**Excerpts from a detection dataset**
+ + + + + + +
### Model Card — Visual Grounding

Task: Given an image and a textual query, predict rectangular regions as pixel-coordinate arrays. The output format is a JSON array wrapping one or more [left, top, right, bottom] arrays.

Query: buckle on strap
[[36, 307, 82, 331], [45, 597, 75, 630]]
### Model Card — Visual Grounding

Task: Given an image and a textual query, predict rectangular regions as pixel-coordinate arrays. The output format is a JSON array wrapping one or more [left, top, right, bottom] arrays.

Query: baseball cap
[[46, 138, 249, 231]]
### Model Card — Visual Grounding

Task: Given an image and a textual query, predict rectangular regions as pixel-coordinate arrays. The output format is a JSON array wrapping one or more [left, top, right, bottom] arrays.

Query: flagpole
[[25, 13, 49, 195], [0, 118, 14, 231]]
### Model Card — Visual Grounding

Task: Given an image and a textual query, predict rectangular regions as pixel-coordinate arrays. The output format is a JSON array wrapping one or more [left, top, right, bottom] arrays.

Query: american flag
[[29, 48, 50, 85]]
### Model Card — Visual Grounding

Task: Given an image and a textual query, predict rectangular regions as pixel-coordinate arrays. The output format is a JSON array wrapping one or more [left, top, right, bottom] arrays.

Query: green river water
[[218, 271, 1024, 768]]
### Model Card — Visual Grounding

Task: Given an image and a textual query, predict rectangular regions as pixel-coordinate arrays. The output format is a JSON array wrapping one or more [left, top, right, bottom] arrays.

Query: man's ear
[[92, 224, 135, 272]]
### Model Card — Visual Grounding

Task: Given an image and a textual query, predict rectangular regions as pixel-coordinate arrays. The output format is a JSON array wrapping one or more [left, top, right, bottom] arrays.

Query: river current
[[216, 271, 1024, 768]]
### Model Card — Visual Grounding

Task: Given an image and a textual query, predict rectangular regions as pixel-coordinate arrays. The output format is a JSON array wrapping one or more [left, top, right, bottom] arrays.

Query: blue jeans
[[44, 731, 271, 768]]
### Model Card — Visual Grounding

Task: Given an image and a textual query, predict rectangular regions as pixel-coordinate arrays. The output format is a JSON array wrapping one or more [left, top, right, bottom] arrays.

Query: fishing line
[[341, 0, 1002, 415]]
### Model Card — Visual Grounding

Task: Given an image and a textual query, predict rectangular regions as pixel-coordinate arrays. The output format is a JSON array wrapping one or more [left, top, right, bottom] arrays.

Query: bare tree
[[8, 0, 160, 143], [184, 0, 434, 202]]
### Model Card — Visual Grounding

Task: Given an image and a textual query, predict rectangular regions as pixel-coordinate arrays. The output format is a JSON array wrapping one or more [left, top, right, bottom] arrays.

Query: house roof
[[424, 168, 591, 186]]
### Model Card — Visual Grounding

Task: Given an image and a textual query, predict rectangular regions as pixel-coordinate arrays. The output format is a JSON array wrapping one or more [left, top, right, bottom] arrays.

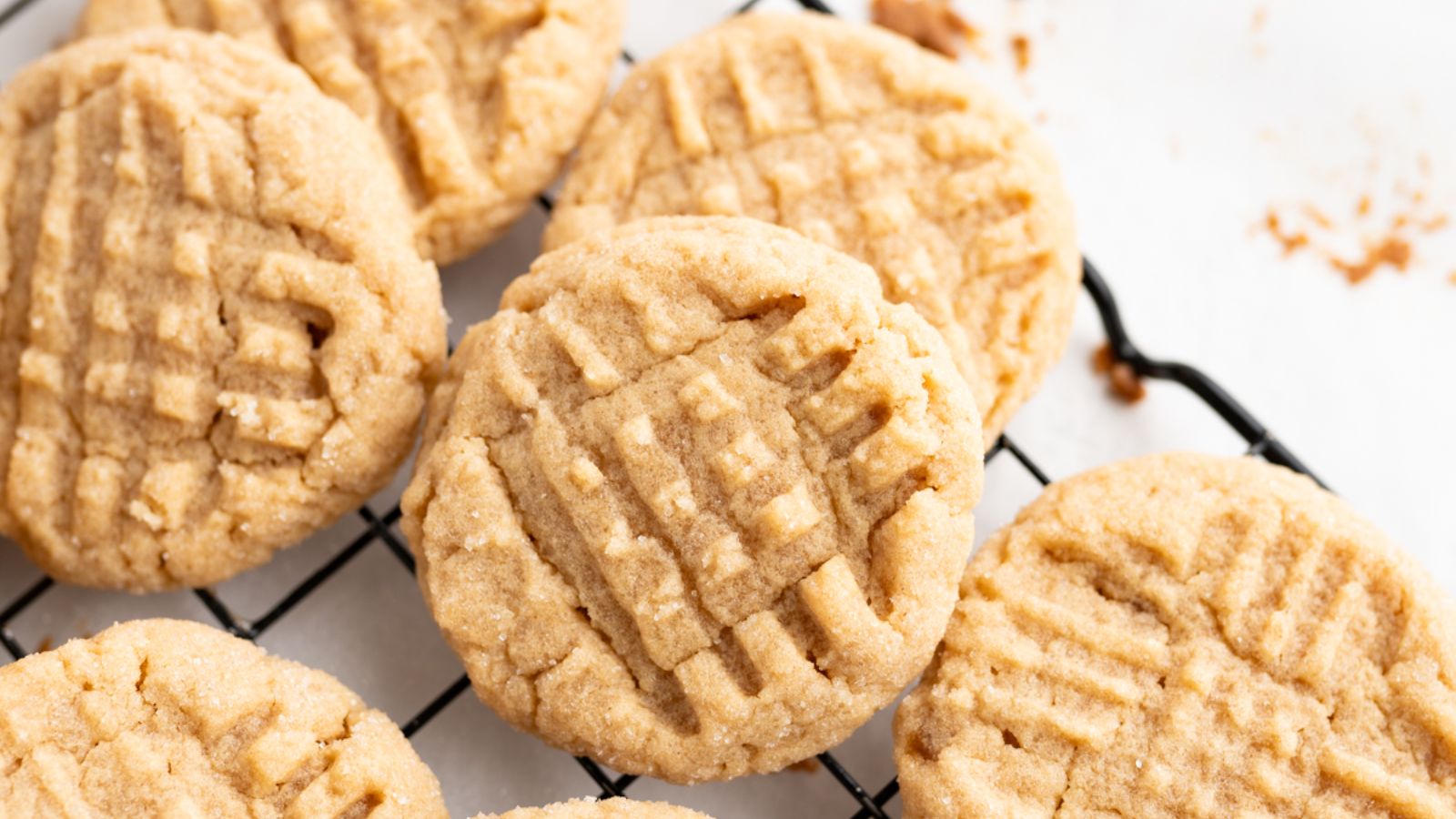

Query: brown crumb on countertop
[[1092, 342, 1148, 404], [1264, 208, 1309, 257], [1264, 172, 1451, 284], [869, 0, 981, 60], [1010, 34, 1031, 73], [1330, 236, 1410, 284]]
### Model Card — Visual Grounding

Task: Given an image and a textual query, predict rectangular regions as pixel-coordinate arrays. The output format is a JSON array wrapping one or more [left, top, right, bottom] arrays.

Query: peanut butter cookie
[[405, 217, 981, 783], [0, 31, 444, 592], [546, 15, 1082, 441], [80, 0, 626, 264], [0, 620, 446, 819], [895, 455, 1456, 817]]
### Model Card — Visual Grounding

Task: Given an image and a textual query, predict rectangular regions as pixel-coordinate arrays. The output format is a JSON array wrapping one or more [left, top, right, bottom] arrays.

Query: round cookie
[[0, 31, 446, 592], [895, 455, 1456, 817], [80, 0, 626, 264], [544, 15, 1082, 443], [475, 799, 708, 819], [403, 211, 981, 783], [0, 620, 446, 819]]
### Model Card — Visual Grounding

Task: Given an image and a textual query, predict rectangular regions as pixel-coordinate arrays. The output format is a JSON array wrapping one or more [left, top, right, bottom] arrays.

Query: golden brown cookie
[[80, 0, 626, 264], [475, 799, 708, 819], [405, 211, 981, 783], [0, 620, 446, 819], [895, 455, 1456, 817], [0, 31, 444, 592], [546, 15, 1080, 441]]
+ + + + + + +
**Directive**
Copy all of the records above word for word, leaving out the pictures.

**The answer**
### Model Card — Visual Grounding

Task: Given an image and a textual query, predict rectangular regions as pixel-coordinate arrays. The output format is a JSON array wrapping one or more [left, top, right, bottom] arrays.

Query: buckle on strap
[[36, 307, 82, 331], [45, 597, 75, 630]]
### Model Card — Visual Grounding

Task: Given an image and a textual query, predict rectangular regions as pixel-coordinate arrays. The output format is a JSON array wrapping one or more [left, top, right, bottom] arrays.

Query: baseball cap
[[46, 138, 249, 231]]
### Model Card — Visual Grounding

Task: Given an image and a textual query, predict rectangular regions as pixel-coordinate arrays. The output format is a JSON array wrapping one or more [left, top, right, bottom] arrays.

Query: flagpole
[[25, 13, 49, 195], [0, 118, 14, 231]]
### Model Card — Visual Grounding

Task: Given an image and a textual query, predict rectangular regions as pixel-coordinate arrays. The output format is a JSON array wrapping one or more [left, top, right, bottom] arrays.

Query: american flag
[[29, 48, 50, 85]]
### Model Card — Visual Grounding

Task: Given an image and a textual query, predict rectangular regions as pixel-coordinate arrays. The output format is a JSON array wrapping one or more [left, top, right, bottom] arrays.

Query: green river water
[[218, 271, 1024, 768]]
### Model Card — Visual Grounding

Task: Given an image and a textual query, predict rectangular regions as pixel-coordinate arrays. The output format is a JSON array wrapping one or more [left, top, right, bottom] arrays.

Query: man's ear
[[92, 224, 135, 272]]
### Model Card — Visual Grounding

Task: Given an image and a textual query, predict rectangular regions as pixel-coordinate arrays. The output format is a JSON array wrapping one or more [left, top, right, bottom] arrays.

Query: river current
[[216, 271, 1024, 768]]
### Model Card — Visual Grounding

Task: Given an image and a textual query, predict rectangular regions as pixel-coordinate arrays. The output format is a JSON array wrapping one or more [left, top, right, bottom] arrays.

Query: blue jeans
[[44, 731, 271, 768]]
### Model Card — Visual Grounding

Task: Given an image and a textual query, predict rectangular regions as pixel-coordinate arrays. The output format is a JSON array wrapping one or more [left, top, right, bottom] arrays.

Query: fishing line
[[341, 0, 1002, 415]]
### Model Card — Visual Grounding

Task: Given an image and a textual query, predict rectangular regions as pixel-coordinate arrays. The output format is a JSON array wrapping one or more [left, top, right, bottom] arrays.

Query: bare tree
[[8, 0, 160, 143], [184, 0, 434, 202]]
### Model Card — Visual Grounding

Task: Given an image and a textual query, predict rectangular regions as pixel-coordinate arrays. The output format is a JSON array wrapping one or more [left, top, right, bottom] arrays.

Query: house roof
[[424, 168, 591, 186]]
### Model Card — Visual Grounding

Task: Given an image and a textual query, predict rectangular regions as pixel-coordinate arrays. The output format is a JSON array wrapping one or more [left, top, right, bottom] arrays.


Query: brown crumb on countertop
[[1092, 342, 1148, 404], [1264, 208, 1309, 257], [1264, 172, 1451, 284], [869, 0, 981, 60], [1010, 34, 1031, 73], [1330, 236, 1410, 284]]
### Model Card — Visual Grounding

Task: Given an image and a textual query, predict rectangular regions as pixel-coordinate arrays. The output format is a JSON array wrapping one or more [left, top, right, bottom] arrays.

Query: peanut butter cookie
[[405, 217, 981, 783], [0, 31, 444, 592], [546, 15, 1082, 441], [80, 0, 626, 264], [0, 620, 446, 819], [895, 455, 1456, 817]]
### Model Card — Visual Grounding

Task: Given an image and a textual query, predict rectangular regions as pixel-coordinate arrays. The output format is a JSON array wrapping one or more [left, top, right, bottom] arrays.

Query: round cookie
[[0, 31, 446, 592], [895, 455, 1456, 817], [80, 0, 626, 264], [544, 15, 1082, 443], [475, 799, 708, 819], [403, 211, 981, 783], [0, 620, 446, 819]]
### Model Card — Visual Grounding

Task: Given an image and a textual query, predict rectangular regions as pixel-coordinate arrays. The output format is a JSON array wrapping one or more [left, top, right, bottom] arrays.

Query: golden brown cookie
[[80, 0, 626, 264], [475, 799, 708, 819], [405, 211, 981, 783], [0, 620, 446, 819], [895, 455, 1456, 817], [0, 31, 444, 592], [546, 15, 1080, 441]]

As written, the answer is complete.